Referring expression pointing data
.....

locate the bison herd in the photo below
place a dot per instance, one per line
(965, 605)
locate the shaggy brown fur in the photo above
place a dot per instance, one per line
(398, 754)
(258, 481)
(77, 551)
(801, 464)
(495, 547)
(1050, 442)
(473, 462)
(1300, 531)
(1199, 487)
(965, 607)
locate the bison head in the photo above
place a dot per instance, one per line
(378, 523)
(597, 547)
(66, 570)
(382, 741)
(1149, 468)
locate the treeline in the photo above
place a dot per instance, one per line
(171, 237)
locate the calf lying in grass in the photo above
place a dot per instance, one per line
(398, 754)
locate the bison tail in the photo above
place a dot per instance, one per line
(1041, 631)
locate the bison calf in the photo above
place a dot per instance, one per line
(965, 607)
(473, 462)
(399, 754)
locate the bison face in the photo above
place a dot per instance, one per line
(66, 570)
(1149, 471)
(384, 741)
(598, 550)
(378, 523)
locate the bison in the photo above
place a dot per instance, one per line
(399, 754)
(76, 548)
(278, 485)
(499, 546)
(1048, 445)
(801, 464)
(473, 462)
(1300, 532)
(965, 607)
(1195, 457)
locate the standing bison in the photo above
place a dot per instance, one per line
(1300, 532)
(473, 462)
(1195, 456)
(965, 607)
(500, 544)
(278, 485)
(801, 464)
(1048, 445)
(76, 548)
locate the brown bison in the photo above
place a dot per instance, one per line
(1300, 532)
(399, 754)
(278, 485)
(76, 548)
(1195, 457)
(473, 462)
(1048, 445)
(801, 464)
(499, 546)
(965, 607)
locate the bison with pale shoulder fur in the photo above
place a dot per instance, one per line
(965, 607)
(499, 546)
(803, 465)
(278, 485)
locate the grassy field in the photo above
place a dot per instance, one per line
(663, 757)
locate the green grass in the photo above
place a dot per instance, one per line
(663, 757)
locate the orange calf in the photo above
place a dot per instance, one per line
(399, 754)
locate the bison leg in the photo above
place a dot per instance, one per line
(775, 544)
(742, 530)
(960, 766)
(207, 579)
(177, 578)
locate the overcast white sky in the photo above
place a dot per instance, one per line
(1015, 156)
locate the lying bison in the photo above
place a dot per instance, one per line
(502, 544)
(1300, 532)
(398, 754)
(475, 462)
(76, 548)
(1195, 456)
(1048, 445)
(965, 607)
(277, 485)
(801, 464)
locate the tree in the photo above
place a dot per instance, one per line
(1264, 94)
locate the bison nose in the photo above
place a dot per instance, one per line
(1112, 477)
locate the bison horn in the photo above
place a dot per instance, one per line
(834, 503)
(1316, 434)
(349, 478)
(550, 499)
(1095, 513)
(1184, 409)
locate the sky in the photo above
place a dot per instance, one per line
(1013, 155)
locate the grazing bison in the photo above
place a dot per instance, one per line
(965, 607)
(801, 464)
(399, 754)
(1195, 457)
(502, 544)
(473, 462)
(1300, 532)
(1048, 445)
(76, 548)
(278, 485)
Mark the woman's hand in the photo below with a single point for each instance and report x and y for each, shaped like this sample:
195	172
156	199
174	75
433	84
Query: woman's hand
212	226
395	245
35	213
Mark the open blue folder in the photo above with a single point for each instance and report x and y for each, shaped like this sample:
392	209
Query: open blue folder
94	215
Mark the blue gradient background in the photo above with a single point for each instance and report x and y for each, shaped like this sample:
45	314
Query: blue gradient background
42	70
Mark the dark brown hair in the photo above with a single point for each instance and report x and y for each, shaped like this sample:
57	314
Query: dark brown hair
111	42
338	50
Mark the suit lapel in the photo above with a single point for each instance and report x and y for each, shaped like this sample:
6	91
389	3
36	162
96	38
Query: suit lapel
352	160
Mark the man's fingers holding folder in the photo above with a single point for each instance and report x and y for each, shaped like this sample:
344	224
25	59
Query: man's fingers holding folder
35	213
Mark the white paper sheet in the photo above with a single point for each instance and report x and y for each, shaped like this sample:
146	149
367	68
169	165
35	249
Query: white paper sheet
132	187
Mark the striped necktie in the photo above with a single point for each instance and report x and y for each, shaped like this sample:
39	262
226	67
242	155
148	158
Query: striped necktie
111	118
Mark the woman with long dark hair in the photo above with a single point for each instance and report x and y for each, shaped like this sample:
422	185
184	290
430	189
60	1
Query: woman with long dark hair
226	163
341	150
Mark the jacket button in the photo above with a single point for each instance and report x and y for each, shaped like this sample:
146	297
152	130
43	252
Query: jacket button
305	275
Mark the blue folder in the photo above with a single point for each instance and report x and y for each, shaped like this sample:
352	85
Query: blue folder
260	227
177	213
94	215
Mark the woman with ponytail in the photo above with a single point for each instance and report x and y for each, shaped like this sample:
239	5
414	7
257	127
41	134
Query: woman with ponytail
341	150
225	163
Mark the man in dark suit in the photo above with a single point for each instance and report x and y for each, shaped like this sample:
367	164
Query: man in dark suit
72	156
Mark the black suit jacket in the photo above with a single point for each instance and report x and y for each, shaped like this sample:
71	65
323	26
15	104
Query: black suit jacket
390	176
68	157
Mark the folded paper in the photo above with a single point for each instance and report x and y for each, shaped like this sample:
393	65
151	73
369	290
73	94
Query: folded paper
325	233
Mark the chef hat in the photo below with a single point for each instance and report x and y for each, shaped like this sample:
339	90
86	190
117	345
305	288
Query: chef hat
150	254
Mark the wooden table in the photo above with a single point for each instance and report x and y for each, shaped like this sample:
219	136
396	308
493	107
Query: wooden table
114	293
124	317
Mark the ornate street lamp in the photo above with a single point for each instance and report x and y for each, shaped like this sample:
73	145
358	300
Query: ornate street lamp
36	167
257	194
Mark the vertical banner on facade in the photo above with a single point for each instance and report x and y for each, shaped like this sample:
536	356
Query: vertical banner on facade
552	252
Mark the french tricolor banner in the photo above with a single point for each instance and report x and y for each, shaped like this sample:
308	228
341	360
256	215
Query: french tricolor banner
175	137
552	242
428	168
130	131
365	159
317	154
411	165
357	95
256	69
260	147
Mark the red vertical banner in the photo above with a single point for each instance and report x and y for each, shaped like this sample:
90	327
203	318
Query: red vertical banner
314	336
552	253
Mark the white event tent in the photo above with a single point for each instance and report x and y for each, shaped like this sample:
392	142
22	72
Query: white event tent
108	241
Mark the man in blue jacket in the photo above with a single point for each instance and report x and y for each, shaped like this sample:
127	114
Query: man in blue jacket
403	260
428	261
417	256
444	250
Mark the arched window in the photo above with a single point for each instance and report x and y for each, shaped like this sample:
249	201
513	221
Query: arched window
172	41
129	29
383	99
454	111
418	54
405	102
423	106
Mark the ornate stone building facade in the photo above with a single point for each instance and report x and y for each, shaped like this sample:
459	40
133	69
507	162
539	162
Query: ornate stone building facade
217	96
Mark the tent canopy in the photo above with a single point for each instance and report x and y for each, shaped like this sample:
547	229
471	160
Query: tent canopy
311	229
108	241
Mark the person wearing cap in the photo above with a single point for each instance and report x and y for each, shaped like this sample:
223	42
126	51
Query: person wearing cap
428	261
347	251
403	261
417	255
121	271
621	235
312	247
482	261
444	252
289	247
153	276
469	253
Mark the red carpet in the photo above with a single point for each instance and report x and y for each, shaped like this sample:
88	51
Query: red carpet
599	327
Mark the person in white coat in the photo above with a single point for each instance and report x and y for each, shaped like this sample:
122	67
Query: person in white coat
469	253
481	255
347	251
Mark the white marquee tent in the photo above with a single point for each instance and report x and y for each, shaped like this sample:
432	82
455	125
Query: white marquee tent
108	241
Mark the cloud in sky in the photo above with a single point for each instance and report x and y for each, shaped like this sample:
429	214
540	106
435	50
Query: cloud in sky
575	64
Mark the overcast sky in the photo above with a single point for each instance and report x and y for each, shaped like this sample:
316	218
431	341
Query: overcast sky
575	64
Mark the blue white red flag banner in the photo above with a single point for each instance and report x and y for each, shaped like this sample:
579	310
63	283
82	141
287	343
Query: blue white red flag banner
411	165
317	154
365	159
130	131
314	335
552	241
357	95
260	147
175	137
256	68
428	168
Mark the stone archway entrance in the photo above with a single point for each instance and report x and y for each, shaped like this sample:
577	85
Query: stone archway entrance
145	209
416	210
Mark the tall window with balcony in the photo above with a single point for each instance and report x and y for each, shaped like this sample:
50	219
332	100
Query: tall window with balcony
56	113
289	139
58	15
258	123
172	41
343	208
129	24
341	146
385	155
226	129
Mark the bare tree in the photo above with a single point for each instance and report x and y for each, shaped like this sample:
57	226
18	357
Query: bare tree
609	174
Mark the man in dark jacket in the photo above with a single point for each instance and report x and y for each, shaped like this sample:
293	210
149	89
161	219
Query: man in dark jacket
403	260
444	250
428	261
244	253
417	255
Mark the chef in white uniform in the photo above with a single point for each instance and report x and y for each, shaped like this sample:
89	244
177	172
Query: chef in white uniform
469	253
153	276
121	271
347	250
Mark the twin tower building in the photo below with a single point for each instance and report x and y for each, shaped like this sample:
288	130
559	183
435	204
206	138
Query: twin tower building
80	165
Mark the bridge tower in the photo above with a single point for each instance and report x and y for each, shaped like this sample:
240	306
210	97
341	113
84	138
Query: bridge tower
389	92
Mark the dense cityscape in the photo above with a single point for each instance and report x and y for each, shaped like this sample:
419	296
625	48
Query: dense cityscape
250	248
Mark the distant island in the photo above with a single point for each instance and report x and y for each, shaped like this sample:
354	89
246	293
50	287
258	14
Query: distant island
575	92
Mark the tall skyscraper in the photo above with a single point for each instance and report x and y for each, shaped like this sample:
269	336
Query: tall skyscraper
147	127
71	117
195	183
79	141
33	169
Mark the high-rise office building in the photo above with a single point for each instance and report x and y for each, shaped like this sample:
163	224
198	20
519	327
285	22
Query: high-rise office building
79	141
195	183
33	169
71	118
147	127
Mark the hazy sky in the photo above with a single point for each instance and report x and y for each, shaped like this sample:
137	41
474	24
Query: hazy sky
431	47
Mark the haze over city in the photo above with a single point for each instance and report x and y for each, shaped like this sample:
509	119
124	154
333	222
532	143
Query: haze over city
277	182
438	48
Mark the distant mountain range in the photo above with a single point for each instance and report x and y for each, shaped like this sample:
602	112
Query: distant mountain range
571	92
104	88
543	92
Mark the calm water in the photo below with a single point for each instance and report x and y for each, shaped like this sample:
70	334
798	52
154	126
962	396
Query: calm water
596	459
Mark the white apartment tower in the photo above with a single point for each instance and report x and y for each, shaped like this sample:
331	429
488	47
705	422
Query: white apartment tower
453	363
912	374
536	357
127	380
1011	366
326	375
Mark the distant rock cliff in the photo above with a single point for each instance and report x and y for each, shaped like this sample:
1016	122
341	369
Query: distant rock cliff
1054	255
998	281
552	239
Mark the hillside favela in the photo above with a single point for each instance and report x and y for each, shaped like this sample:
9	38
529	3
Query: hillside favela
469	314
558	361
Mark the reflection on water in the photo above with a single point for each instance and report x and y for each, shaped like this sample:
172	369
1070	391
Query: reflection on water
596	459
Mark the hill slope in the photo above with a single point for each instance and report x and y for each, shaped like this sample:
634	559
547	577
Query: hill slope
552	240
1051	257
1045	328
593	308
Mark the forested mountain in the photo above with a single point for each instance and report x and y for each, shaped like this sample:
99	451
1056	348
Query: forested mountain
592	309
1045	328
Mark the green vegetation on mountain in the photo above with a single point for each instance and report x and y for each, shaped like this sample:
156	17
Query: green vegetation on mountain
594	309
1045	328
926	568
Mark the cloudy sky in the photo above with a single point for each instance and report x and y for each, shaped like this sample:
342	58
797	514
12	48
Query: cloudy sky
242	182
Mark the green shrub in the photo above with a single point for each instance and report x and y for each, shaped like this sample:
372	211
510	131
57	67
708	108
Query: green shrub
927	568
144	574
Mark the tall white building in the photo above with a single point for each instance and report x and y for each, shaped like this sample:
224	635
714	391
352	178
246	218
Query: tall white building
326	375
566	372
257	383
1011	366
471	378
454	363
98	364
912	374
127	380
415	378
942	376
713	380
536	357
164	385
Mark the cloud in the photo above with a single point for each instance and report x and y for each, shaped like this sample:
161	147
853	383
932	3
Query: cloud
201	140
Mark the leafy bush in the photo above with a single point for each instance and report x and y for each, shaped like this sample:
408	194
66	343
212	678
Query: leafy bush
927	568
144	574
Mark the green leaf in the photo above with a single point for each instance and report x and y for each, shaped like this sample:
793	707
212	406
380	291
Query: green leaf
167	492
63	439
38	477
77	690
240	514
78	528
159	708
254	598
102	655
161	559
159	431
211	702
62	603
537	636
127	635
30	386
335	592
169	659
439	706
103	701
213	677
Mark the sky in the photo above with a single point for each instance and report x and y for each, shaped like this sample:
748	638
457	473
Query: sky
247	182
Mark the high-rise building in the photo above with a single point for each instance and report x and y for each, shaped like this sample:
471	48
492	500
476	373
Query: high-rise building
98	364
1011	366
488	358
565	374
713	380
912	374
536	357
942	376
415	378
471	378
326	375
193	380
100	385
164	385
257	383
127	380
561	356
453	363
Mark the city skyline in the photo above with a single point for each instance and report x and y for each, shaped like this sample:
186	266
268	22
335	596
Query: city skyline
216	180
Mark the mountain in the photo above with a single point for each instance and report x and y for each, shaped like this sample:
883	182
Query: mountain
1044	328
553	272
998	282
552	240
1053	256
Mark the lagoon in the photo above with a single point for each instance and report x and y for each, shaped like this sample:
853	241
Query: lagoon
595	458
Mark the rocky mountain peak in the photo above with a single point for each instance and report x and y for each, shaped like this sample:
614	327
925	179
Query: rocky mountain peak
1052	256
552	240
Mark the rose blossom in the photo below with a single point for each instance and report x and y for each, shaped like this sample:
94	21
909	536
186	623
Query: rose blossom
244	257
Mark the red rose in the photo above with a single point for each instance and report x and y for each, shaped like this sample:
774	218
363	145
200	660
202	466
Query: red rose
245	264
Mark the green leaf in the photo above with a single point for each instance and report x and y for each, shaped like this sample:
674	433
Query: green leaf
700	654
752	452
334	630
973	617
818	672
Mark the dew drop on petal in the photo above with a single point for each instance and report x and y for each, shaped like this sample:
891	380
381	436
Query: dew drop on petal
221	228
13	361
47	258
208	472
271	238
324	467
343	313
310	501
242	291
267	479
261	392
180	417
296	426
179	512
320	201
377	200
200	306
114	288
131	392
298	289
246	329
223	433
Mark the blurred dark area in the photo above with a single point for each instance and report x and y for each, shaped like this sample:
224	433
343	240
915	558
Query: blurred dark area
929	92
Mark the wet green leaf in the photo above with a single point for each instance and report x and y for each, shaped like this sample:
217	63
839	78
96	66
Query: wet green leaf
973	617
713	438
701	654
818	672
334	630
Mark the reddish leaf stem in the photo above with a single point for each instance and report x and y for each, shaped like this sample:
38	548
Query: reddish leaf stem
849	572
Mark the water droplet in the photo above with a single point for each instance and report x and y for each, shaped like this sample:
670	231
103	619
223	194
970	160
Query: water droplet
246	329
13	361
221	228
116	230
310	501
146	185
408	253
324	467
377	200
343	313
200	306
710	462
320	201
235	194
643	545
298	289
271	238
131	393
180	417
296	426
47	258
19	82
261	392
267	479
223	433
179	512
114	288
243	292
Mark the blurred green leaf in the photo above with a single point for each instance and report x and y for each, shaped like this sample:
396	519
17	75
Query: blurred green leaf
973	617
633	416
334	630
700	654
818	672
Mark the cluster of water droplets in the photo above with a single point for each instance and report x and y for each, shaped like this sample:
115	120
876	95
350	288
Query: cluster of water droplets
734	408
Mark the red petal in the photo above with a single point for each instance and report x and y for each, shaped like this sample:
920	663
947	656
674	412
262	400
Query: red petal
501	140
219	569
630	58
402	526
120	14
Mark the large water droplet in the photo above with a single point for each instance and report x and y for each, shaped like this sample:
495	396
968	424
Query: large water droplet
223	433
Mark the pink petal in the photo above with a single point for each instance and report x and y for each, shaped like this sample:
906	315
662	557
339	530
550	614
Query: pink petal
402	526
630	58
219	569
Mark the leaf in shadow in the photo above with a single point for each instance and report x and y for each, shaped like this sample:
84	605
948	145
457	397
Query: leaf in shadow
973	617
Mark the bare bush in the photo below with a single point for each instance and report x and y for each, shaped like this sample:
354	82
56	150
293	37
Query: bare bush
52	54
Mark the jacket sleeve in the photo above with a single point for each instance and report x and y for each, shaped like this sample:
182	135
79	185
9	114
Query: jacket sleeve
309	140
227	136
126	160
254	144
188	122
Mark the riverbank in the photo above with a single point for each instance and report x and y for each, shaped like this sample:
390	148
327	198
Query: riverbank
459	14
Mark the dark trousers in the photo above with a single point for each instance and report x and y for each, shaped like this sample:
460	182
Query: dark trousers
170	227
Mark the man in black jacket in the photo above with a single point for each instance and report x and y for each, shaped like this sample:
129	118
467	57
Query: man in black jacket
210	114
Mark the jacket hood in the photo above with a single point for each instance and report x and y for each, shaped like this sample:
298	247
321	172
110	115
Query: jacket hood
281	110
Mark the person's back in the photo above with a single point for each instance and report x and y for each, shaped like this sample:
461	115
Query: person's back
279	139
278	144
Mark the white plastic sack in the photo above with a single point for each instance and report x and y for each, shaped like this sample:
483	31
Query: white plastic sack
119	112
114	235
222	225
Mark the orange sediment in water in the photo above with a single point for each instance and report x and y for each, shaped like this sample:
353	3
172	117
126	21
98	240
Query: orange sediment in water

.....

■ **TASK BRIEF**:
Check the data for the word "calf" and pull out the lines that have it.

■ **ANSWER**:
locate the calf lying in grass in the photo above
locate the bison calf in the photo above
locate the orange calf in the photo above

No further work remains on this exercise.